*TEXTAUSZUG*:

═══

Da der Lehrstuhl von Professor Netter weltweit wegen seiner Arbeiten über biologische Membranen bekannt war, und da diese Strukturen derzeit trotz ihrer Aktualität in Zusammenhang mit aktiven Transportvorgängen noch nicht ausreichend aufgeklärt worden waren, fing H ein Membranprojekt an. Aus seiner Studienzeit in Kopenhagen erinnerte er sich die Bemerkung von Professor Brøndsted, dass die osmotische Kraft einer Membrane, wie es in Pflanzen und Tieren ersichtlich war, industriell zur Energiegewinnung genutzt werden könnte, wenn es gelang einfache Membranen künstlich herzustellen; denn der Unterschied in Salzkonzentration zwischen Fluss- und Meereswasser würde ausreichen, um ein grosses Kraftwerk zu versorgen.

Es fiel auch H auf, dass obwohl die Entstehung der osmotoschen Kraft seit Ostwald gründlich aufgeklärt worden war, hatte kein Forscher sich um eine Untersuchung der Kinetik dieses Phänomens bemüht. Nun waren inzwischen mehrere künstliche Membranen auf Zelluloseazetat- und Polykarbonat-Basis hergestellt worden, die sich wegen ihrer kleinen Porengrösse für solche Studien eigneten. H baute deshalb eine kleine Osmosezelle, in der eine Membrane der Membrandivision der Dänischen Zuckerfabriken untergebracht wurde. Ihre Porengrösse war 30 Á. Auf der einen Seite der Membrane wurde eine Salzlösung bekannter Konzentration und ein Steigrohr angebracht, und auf der anderen Seite wurde destilliertes Wasser eingegeben. Die Konzentrationsanhängigkeit der osmotischen Flussgeschwindigkeit wurde dann für Vertreter fast jedes Metallelements des periodischen Systems gemessen., und die zugehörigen kinetischen Parameter wurden ermittelt. Anschliessend konnte eine Gleichung aufgestellt werden, mit der der osmotische Fluss aus atomaren Parameter der anwesenden Jonen berechnet werden konnte.

Eine Hochrechnung zur Abschätzung der Möglichkeit einer Energieerzeugung mit Hilfe von osmotischer Kraft zeigte leider, dass die derzeit zur Verfügung stehenden Umkehrosmosemembran von der erforderlichen Qualität zu teuer war, wenn die Haltbarkeit und der Reinigungsbedarf  berücksichtigt wurden. Nun, 20 Jahre später, sind aber bessere Membrane im Handel erhältlich, weshalb die Dänische Technische Universität in diesem Sommer einen gross angelegten Versuch in Norwegen mit einem Prototyp eines Osmosekraftwerks unternehmen wird. Eine andere mögliche Anwendung der oben genannten Gleichung ist die Berechnung der notwendigen Dialysezeit für Patienten mit Nierenleiden. Da eine lange Dialysezeit mit dem Risiko der Hämolyse verbunden ist, könnte eine solche Berechnung die Patienten schonen.

═══

*DATENLISTE*:
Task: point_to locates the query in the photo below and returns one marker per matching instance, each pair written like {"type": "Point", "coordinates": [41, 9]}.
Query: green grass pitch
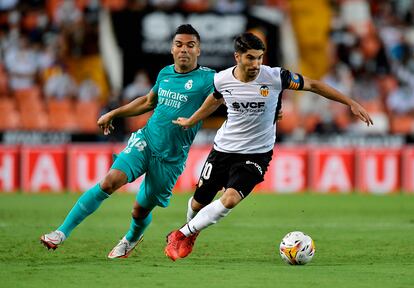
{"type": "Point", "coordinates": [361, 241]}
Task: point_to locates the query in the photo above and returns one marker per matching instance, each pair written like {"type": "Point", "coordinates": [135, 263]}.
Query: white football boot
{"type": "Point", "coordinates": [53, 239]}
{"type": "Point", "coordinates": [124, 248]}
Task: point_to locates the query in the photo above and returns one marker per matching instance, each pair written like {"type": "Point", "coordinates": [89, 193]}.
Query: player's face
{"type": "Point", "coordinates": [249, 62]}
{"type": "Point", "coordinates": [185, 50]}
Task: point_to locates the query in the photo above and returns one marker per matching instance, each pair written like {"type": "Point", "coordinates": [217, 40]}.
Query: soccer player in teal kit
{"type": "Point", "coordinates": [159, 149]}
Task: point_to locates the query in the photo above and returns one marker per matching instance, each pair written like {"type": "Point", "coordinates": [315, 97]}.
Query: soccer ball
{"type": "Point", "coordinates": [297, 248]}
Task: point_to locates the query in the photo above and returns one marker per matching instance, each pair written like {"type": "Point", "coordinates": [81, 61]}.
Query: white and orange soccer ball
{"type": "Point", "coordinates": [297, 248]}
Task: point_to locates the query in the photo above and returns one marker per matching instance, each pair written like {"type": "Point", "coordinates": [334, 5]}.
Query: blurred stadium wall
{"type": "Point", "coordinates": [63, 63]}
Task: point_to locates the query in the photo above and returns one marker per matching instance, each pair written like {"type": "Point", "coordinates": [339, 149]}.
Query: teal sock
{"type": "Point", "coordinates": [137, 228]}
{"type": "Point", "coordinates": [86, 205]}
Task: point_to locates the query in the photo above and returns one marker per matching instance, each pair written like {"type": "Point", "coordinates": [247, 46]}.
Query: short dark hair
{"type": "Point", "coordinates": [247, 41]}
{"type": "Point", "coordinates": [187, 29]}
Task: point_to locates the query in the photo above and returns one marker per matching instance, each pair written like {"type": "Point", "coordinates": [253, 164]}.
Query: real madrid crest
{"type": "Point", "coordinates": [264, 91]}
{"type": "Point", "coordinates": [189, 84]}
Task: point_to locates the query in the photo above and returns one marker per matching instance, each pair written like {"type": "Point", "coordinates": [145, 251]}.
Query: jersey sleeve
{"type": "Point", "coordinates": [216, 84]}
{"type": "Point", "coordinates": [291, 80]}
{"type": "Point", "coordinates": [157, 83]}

═══

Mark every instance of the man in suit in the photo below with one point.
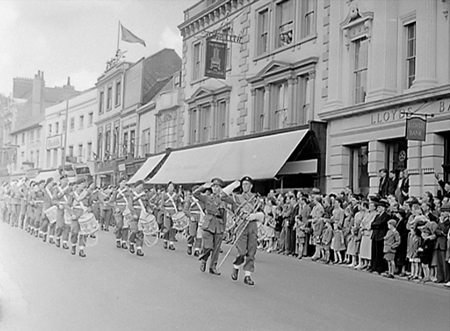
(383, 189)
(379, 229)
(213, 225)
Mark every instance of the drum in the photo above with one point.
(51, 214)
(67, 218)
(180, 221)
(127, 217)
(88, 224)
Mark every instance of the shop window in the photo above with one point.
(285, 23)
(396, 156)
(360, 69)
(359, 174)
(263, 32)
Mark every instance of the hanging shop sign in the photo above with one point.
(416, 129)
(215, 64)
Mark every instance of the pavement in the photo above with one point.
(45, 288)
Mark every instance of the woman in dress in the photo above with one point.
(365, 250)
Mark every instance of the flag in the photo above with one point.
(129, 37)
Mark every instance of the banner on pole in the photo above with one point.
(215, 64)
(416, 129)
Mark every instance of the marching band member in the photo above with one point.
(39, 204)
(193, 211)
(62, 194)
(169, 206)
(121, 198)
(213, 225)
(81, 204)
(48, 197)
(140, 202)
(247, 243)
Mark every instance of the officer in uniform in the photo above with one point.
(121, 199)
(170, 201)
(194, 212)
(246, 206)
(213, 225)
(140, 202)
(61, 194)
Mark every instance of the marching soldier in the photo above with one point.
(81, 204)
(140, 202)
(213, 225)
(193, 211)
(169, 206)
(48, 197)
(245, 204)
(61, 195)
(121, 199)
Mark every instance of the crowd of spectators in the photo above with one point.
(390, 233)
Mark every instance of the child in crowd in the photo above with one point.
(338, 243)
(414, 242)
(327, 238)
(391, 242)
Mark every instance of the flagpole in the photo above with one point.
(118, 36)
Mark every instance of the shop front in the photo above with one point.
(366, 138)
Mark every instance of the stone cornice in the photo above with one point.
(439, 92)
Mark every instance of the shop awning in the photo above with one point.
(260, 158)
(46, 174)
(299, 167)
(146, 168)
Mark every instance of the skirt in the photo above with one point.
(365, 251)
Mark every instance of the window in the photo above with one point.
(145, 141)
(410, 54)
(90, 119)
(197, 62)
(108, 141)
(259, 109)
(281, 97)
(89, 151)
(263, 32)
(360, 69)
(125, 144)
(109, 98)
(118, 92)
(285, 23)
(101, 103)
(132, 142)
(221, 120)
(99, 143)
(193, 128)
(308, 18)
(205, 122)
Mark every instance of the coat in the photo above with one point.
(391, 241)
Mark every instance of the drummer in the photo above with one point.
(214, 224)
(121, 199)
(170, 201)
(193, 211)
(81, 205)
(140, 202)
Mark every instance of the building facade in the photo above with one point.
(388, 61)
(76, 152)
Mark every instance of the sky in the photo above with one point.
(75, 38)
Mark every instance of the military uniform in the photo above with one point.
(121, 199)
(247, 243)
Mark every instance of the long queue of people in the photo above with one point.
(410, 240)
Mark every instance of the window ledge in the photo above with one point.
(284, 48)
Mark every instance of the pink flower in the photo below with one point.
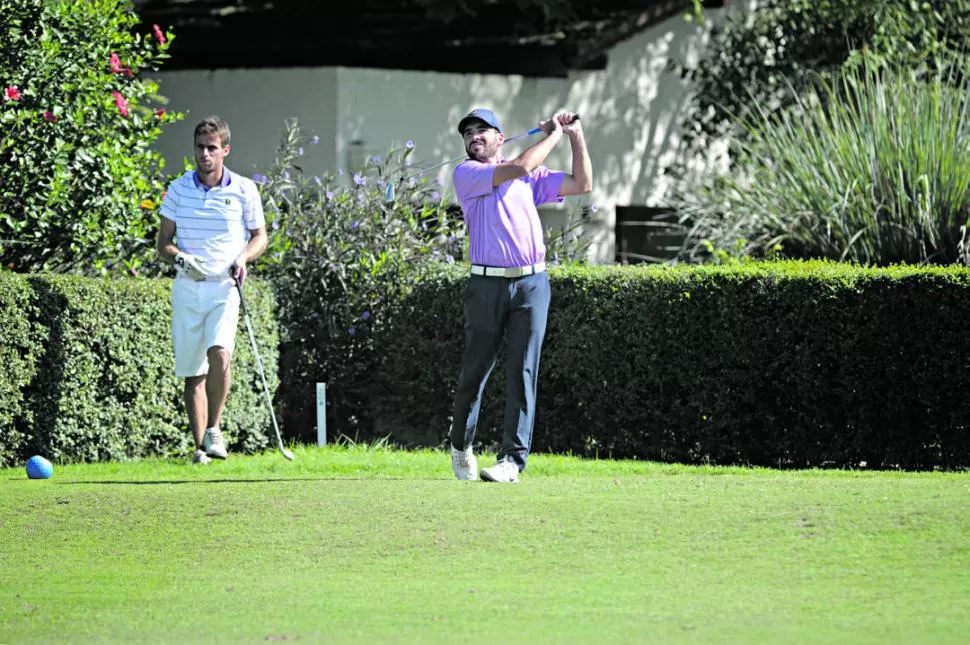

═══

*AUFGABEN*:
a) Beantworte die folgenden Fragen zum Textauszug über das Membranprojekt jeweils kurz.
(i) Wo hatte H studiert, als er die Bemerkung von Professor Brøndsted hörte?
(ii) Was wurde in der Osmosezelle auf der Seite der Membrane gegenüber der Salzlösung eingegeben?
(iii) In welchem Land will die Dänische Technische Universität den Versuch mit einem Prototyp eines Osmosekraftwerks unternehmen?
b) Schreibe den Textauszug über das Membranprojekt im Anschluss an seinen letzten Satz weiter.

*LÖSUNGEN*:
a)
(i) In Kopenhagen.
(ii) Destilliertes Wasser.
(iii) In Norwegen.

b)
Oxazolone

In Zusammenarbeit mit dem Assistenten  Dr. rer. nat. Hans-Jürgen Baese wurden eine Anzahl von Aminosäurenderivaten vom Typ der Oxazolone auf ihrer Eignung als Substrate der Proteasen im Blut untersucht. Dr. Baese synthetisierte eine grosse Anzahl von chromogenen und fluoreszierenden Oxazolonen, die zur Bestimmung der spezifischen Aktivität und der operationellen Normalität des aktiven Zentrums von Serinproteasen verwendet wurden. Diese Enzyme treten bei der Blutgerinnung und bei leukämischen Krankheiten auf. Da die enzym-katalysierte Öffnung der Oxazolone eine grosse Verschiebung des Absorptions-spektrums im sichtbaren Bereich und des Fluoreszenzemissionsspektrums bewirkte, erwiesen diese Substanzen sich als sehr empfindliche Reagenzien zur Feststellung des Gerinnungsstatusses. Dieses Projekt, das die Grundlage der medizinischen Promotion von Herrn Dr. Baese bildete, wurde vom hämatologischen Labor der Klinik für Innere Medizin mit Zufriedenheit entgegengenommen.

Beteiligung am Sonderforschungsbereich 111

Lymphatisches System und Organtransplantation

Da die Forschungsgruppe von H mit mehreren Assistenten mit Erfahrung in der biochemischen Immulogie ergänzt worden war, wurde mehrere Projekte vom Lehrstuhl dem SFB 111 angeboten. Ein solches Projekt unter der Mitarbeit von Dr. Han Bauman aus Leiden umhandelte Strukturänderungen in der Plasmamembran der Lymphozyten, die zu Leukämiezellen onkogen umgewandelt worden waren. Wir fanden bei gewissen Leukämietypen eine Proportionalität zwischen dem Gehalt an Sialinsäure auf der Aussenseite der Plasmamembran und dem Index der Malignität, d.h. dem Entwicklungsstand der Krankheit. Diese Konklusion stützte sich insbesondere auf Messungen der elektrophoretischen Mobilität isolierter Plasmamembranen, da jedes Sialinsäuremolekül eine freie Karboxylgruppe trägt. Die Methode hat den erheblichen Vorteil, dass sie nur wenig Zeit erfordert.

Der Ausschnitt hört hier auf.